■ PROBLEM TO SOLVE: Swap "dot" for "marker" wherever it occurs in the items below, and reproduce everything else unchanged.

■ EXERCISE MATERIAL:
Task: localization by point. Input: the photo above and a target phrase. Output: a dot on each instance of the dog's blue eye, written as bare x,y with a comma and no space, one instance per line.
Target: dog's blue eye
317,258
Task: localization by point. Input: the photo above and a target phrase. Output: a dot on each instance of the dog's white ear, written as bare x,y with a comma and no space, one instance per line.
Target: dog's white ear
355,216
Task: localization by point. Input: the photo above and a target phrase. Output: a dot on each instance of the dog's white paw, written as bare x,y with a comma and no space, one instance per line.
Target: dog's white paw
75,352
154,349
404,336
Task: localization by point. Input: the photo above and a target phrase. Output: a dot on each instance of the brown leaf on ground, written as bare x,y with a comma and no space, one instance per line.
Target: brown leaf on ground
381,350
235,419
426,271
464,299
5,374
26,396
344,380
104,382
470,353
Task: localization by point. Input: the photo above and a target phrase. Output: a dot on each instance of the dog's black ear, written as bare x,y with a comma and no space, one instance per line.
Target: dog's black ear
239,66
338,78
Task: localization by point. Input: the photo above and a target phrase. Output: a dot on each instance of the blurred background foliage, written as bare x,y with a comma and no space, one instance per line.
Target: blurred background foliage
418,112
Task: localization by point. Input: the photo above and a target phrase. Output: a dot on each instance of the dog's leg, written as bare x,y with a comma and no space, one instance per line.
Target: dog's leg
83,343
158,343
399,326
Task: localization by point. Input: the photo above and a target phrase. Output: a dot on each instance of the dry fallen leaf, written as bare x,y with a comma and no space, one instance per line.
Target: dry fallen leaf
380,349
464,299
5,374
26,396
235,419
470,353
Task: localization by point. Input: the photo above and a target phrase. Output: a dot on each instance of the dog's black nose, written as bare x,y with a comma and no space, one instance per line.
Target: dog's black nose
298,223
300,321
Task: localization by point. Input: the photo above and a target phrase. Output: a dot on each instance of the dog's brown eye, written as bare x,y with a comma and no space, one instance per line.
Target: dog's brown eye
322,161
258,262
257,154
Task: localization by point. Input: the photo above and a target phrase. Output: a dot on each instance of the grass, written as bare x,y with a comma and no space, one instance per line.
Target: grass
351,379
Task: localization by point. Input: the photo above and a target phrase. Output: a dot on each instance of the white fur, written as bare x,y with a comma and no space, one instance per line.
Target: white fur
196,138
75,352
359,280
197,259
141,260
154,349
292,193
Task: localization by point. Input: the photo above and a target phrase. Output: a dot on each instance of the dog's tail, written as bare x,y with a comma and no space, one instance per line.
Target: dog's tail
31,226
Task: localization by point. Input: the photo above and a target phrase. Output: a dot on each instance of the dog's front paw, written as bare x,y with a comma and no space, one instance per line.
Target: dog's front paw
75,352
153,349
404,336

■ OUTPUT OF THE TASK:
Task: localization by point. Input: the photo above and a target phrase. Output: a marker on each instance of the dog's blue eye, written as bare x,y with a comma and no space, one instance per line.
Target: dog's blue eye
317,258
Task: localization by point. Input: the photo above and a target phrase. Output: a marker on each instance of the dog's white ear, written as bare x,y with a comma and no space, one instance per line.
Target: dog's white ear
355,216
Task: localization by point. Input: the photo above and a target phrase. Output: a marker on each instance of the dog's white paw, written as bare x,y with a comma and no space, one instance per line.
Target: dog's white paw
75,352
154,349
404,336
Task: localization by point. Input: the photo above and a target phrase. Output: a marker on each instance of the brown leaf on ground, written as bare x,y with a comma and no space, one instance per line.
Target: brown leaf on ground
381,350
235,419
426,271
464,299
5,374
26,396
344,380
104,382
470,353
Task: localization by point. Input: the photo above and a target phrase. Output: a marker on each instance of the dog's black ear, written as bare x,y with a comma and no space, one instance per line.
Target: dog's black ear
239,66
338,78
Task: localization by point. Input: the photo above and a target phrase. Output: a marker on each instance of the blurred background foliage, written as bare x,y with a comma and no space, one instance per line.
Target: blurred background foliage
418,112
Task: localization by point. Input: the photo above and a target phrase. Output: a marker on each instance of the dog's leg, written as bare x,y with a comma and no space, one instance per line.
Target: dog's leg
83,343
158,343
399,326
Task: localization by point. Input: the photo above and a target phrase. Output: a marker on each instance of the dry fallen leaf, written as bare x,y with a comma and no space, one instance per line.
Target: dry fallen leaf
380,349
464,299
5,374
26,396
235,419
470,353
Task: localization by point. Input: the photo above and a target phrase. Output: a marker on each instance of the dog's black nose, written as bare x,y with a comma and no space, one instance per line.
Target: dog's black nose
298,223
300,321
Task: localization by point. Input: the photo above and a target phrase. Output: a marker on each instance of the dog's brown eye, written as bare x,y with a comma and no space, one instance per line.
Target: dog's brown eye
322,161
258,262
257,154
Task: localization by point. Input: the photo above and a target phrase. Output: a marker on each instance of the grass, written as bare x,y with a comma and no space, one instance per line.
Target: grass
351,379
Task: localization by point. Input: the photo above and a target phrase. Output: a marker on each instance of the white fur, written as bare x,y with a comma and no space, one instance per line.
Target: white fur
196,138
75,352
359,280
197,259
141,260
154,349
292,193
Task: localization by point. Input: the photo above and a target phrase. Output: a marker on each instance of the dog's tail, written as bare x,y with a comma and no space, one instance per line.
Target: dog's tail
31,226
Task: localization by point. Input: the photo above and a target phrase. Output: a marker on each instance of the dog's front paw, written as bare x,y with a comma and no space, one instance per line.
Target: dog's front paw
75,352
153,349
404,336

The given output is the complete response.